▶ _Brief_
Identify every line in the records below that contains the word "long", and reproduce each one.

╔══

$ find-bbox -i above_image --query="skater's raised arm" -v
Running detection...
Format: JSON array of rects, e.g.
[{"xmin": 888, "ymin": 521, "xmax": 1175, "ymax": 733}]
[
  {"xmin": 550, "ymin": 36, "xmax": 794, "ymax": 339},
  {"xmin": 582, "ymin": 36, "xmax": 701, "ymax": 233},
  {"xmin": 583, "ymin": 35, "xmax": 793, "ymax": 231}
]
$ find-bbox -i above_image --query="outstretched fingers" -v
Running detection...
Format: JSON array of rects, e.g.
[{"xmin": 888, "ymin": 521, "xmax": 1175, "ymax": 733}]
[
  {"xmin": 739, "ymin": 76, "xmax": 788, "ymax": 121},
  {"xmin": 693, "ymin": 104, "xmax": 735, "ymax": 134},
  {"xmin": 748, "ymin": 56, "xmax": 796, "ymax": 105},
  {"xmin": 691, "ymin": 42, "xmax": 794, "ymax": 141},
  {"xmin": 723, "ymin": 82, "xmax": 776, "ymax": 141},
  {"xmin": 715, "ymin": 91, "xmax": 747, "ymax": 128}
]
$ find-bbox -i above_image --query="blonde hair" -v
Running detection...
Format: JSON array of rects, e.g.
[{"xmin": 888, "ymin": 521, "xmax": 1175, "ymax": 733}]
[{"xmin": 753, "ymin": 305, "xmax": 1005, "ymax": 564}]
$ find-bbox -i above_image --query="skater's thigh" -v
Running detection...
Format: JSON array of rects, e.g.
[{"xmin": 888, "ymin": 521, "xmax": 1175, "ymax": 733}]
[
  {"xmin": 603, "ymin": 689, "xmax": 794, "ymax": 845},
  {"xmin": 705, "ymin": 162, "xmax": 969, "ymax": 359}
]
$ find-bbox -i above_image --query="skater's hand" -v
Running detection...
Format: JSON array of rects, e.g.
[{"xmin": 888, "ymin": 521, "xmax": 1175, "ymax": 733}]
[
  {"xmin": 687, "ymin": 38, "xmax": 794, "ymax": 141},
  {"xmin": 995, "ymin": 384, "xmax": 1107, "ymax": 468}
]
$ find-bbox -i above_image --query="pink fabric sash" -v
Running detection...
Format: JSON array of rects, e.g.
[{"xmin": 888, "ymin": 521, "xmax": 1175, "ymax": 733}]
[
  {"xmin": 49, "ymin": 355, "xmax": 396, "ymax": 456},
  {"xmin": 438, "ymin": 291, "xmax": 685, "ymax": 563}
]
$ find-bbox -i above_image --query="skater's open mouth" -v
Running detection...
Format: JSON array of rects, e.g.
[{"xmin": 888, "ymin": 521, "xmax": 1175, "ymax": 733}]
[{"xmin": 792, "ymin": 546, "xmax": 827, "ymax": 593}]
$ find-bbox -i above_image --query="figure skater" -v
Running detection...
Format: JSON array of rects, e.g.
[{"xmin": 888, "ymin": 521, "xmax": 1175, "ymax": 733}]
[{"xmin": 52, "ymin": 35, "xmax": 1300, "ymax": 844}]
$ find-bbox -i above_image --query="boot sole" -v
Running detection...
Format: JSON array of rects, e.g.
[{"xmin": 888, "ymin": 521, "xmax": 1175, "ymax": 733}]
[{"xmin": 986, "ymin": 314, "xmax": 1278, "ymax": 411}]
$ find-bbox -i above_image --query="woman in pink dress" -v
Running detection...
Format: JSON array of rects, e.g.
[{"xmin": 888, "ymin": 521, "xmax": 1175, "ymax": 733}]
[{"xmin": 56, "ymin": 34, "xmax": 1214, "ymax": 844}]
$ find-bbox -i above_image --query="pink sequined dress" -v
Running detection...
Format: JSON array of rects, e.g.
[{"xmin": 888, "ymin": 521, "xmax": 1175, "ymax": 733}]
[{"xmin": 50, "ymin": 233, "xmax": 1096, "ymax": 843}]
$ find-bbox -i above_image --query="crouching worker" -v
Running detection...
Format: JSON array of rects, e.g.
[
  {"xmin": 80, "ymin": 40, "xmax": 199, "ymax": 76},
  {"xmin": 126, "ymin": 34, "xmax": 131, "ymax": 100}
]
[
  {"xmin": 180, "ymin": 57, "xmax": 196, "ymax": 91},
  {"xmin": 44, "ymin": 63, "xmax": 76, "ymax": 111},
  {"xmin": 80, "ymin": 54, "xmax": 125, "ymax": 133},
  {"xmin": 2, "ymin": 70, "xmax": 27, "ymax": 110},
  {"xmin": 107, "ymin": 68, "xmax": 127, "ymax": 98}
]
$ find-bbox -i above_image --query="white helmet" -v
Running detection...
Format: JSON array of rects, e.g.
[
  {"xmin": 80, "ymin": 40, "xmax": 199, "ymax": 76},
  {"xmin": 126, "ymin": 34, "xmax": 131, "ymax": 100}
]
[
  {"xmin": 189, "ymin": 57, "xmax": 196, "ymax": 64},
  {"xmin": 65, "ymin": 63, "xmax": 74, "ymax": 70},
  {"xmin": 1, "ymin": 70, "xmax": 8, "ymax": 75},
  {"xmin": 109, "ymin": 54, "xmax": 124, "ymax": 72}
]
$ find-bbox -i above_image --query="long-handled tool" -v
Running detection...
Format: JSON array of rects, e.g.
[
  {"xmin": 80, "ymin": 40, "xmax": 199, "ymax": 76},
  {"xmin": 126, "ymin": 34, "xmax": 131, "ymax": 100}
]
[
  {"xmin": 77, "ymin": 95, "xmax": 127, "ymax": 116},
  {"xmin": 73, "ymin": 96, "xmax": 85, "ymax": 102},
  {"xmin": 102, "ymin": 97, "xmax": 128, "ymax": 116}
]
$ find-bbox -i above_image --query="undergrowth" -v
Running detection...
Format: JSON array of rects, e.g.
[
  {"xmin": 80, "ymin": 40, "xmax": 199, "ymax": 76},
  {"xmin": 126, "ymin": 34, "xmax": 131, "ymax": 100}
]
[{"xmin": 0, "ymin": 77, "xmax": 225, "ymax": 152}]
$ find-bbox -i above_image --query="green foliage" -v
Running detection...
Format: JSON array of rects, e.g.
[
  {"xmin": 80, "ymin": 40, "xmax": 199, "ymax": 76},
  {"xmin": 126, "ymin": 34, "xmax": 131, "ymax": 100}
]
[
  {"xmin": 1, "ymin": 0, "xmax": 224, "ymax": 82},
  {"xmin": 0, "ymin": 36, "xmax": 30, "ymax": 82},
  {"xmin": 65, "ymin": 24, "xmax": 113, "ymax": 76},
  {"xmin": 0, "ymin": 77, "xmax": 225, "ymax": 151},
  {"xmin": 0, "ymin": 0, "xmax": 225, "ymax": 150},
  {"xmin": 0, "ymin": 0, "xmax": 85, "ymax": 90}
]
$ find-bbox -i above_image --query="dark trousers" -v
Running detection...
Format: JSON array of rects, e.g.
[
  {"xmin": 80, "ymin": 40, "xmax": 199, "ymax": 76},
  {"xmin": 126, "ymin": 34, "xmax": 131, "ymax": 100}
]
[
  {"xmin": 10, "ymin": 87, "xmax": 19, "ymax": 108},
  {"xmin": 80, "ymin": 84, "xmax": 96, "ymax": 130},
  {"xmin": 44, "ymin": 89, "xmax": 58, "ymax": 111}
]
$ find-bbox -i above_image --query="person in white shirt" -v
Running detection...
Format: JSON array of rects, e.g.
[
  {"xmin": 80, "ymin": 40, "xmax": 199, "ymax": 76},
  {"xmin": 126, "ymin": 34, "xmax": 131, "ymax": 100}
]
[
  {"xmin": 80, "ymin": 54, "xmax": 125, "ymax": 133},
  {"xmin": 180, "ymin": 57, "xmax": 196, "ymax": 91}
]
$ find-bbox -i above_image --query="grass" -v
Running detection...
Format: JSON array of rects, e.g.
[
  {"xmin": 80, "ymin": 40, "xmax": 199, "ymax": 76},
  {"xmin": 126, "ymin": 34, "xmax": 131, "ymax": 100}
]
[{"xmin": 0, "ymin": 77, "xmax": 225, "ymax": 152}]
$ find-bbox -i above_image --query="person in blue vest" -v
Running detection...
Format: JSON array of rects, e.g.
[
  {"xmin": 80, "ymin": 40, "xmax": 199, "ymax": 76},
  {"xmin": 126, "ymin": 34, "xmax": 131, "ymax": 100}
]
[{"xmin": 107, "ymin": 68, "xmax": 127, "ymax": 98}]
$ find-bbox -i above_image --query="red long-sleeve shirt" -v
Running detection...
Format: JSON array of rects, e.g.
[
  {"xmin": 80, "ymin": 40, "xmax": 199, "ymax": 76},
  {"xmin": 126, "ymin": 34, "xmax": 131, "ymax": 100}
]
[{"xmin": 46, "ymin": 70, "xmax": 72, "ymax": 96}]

╚══

▶ _Exercise result_
$ find-bbox -i above_image --query="long-handled tool" -v
$ find-bbox -i above_image --query="red long-sleeve shirt" -v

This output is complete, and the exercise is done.